The next morning we visited the Great Wall. Eug was here about 6 years ago and he snuck into the Great Wall at 5 in the morning with some friends when it wasn’t opened yet to catch the sunrise. He raved about the experience so we did the same this time. Our driver picked us up at 4am and we were dropped off at the Mutianyu section of the wall. Eug previously snuck in at the Badaling section so we thought we’d try another area that many actually consider more beautiful. We hiked up to the wall in half an hour in the dark and the drizzling rain with flashlights. It wasn’t exactly clear and sunny but the misty surroundings gave a different feel to the place. As the sun came up it didn’t take long for us to start appreciating the mysterious and majestic look of the Great Wall, especially wrapped in clouds and with no other tourists in sight. We couldn’t see the sunrise though, next time! We also visited the Summer Palace and the Temple of Heaven. Both were equally extraordinary. We were told Beijing has a more cultural aura compared to the modern and posh Shanghai, and we did find that to be true. Our Shanghai friend Heidi told us we must visit the Hohai area so we hung out there one night despite the rain. It’s a long strip of pubs and bars surrounding a lake. At night time the outside is well lit by a neat row of red lanterns. You’ll hear live bands performing different songs from every single bar, Chinese oldies, pop, western hip hop and rock and oldies as well. All were sung by talented local singers and bands. We had a really good time there. We also checked out the famous Wangfujing shopping area. There’s a night market that has all these weird creatures for you to consume and it’s in almost all the travel shows you see. Things like star fish, silk worms and scorpions are all on the menu. NO THANKS! And even though I love stinky tofu and pig’s blood and other crazy stuff that Taiwanese people like, it was pretty gross to see people actually eating live scorpions. We double dared Phil to eat the scorpions but he chickened out. Plus Talica wasn’t going to kiss him afterwards if he ate them. But mostly it was because he chickened out.
Though we liked it here there were a couple of negatives. The air isn’t exactly of the best quality as the cities’ constantly covered in thick smog (thicker than in LA). The traffic is also insane, and we were almost never able to hail taxi in less than half an hour. The Mandarin spoken here is completely incomprehensible to my Taiwan Mandarin ears. But there’s something about Beijing that lures you in and you somehow can’t get enough of it. Being here made me realize that the image I had was from a long time ago and China is definitely a different place now. Word on the street from those in the know say Beijing is more fun than Shanghai, and we can see why. Beijing is kind of like Shanghai’s older, cooler, and more confident sibling. It doesn’t try to shove the “I’m popular and people want to be like me” vibe down your throat like Shanghai does with its brash parties, big lights and flashy architecture. Beijing knows it’s cool, and it has no problem letting Shanghai take the spotlight. I wish we had more time here to ride out the rainy days and see more sites as we still missed quite a few. And if the epic partying in Shanghai didn’t leave us in such a tired state we would have liked to have taken in more of the Beijing nightlife. Luckily we have a few friends living here, which gives us an excuse to come back to visit soon!
Shanghai – The Future New Centre of the World?
We had an awesome time in Shanghai. First we came to visit one of my closest friends Shingo, who has been living here for a couple of years. In addition, Di’s parents showed up with their Taiwanese friends for a short 5 day tour of Shanghai that coincided with the days that we were there. And to top it off, my BFF Phil and his girlfriend Talica came from Vancouver to spend the next 2 weeks with us. Sweet!

________________________________________

Given task 1:
Count how many lines of the records contain the string "camera", treating uppercase and lowercase as different, and give only that number.
The travel passage has no connection to the records that come after it.

Supplied data:

________________________________________

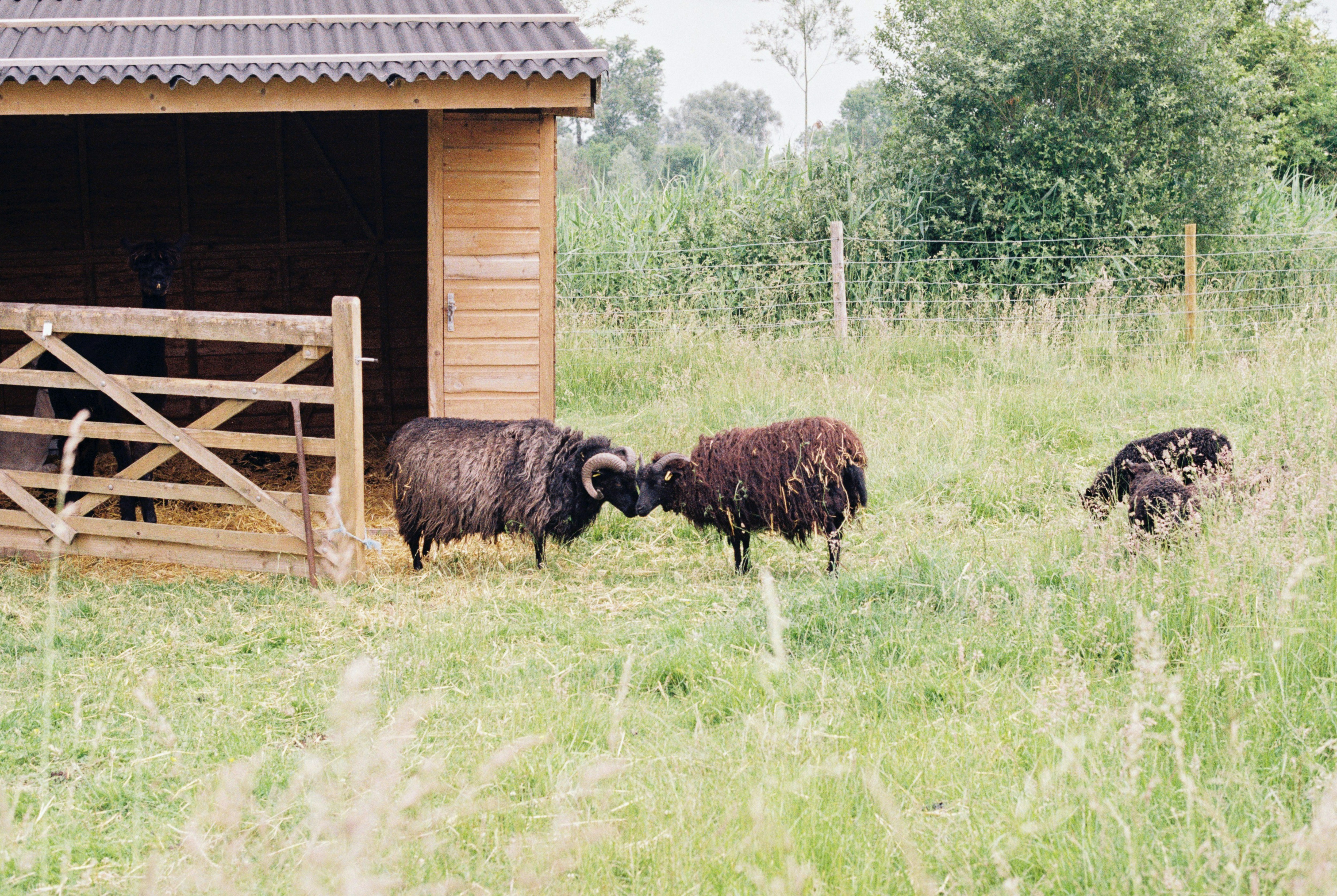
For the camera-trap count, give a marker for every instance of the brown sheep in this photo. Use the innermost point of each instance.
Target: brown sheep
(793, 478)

________________________________________

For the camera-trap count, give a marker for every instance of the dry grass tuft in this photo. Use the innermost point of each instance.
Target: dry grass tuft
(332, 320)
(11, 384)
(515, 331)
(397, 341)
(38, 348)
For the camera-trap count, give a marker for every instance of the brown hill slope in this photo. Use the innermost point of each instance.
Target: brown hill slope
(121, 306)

________________________________________

Given task 2:
Output the part of the travel passage starting with "We had an awesome" and going on through "with us. Sweet!", copied word for word.

Written solution 1:
3

Written solution 2:
We had an awesome time in Shanghai. First we came to visit one of my closest friends Shingo, who has been living here for a couple of years. In addition, Di’s parents showed up with their Taiwanese friends for a short 5 day tour of Shanghai that coincided with the days that we were there. And to top it off, my BFF Phil and his girlfriend Talica came from Vancouver to spend the next 2 weeks with us. Sweet!